Prompt - Print word for word the records from the line containing "Would you kindly" through the end.

The data -
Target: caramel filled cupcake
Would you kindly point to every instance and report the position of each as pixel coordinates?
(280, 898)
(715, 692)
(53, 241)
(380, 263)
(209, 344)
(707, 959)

Result of this exercise -
Would you kindly point to every instance and report the position of each as pixel coordinates?
(280, 898)
(715, 692)
(53, 241)
(380, 263)
(209, 344)
(707, 959)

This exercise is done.